-- START TEXT TO READ --

Spiaggia Lunga; Villasimius, Sardinia
On our way back to Cagliari, the rain started. We managed to get our train tickets to Sassari (EUR 15.75) and, as the restaurant recommended in Oristano was closed, we ended up having pasta at La Gobbetta.
Our train was significantly delayed, so we missed the connection train to Alghero. We were accompanied to the (connection) bus stop (ticket: EUR 2.20) and waited with a couple of Dutch travellers, watching the carnival – already underway.
It seems like the clouds had plotted against us all day, because Alghero welcomed us with a violent thunderstorm and we could get to our accommodation (S’Istella; EUR 25/twin room) and to our lovely host [who brought us merendine for the following day even if our stay didn’t include breakfast] relatively dry only with the help of a local bus driver who took us as close as possible to our end-point and didn’t charge us a thing.

-- END TEXT TO READ --

> SET PROBLEM
According to the travel account above, what did the train tickets to Sassari cost?

-- START DATA SHOWN --

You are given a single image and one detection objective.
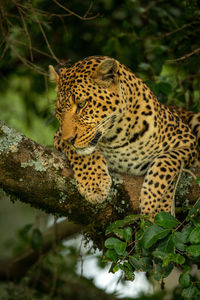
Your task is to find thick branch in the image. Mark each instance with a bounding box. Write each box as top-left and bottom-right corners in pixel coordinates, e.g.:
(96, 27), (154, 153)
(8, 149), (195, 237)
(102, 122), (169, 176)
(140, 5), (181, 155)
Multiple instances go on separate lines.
(0, 122), (200, 228)
(0, 220), (81, 281)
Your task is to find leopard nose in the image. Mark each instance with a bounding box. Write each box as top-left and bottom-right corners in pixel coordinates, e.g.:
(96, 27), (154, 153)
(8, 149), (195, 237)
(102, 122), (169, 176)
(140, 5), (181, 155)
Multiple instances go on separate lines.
(64, 134), (77, 145)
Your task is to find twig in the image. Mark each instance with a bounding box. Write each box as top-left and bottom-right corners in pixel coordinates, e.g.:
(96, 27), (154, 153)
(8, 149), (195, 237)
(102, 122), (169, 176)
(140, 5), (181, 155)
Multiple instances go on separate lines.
(31, 2), (60, 64)
(183, 169), (200, 186)
(53, 0), (100, 21)
(167, 48), (200, 63)
(171, 163), (183, 216)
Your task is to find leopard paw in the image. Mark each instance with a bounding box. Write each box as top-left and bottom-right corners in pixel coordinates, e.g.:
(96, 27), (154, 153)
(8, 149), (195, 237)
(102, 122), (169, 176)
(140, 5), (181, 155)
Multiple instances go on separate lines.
(76, 174), (112, 204)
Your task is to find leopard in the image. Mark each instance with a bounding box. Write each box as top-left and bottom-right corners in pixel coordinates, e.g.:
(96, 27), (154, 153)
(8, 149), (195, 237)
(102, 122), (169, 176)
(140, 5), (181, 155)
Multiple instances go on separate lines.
(49, 56), (200, 217)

-- END DATA SHOWN --

> RESPONSE BELOW
EUR 15.75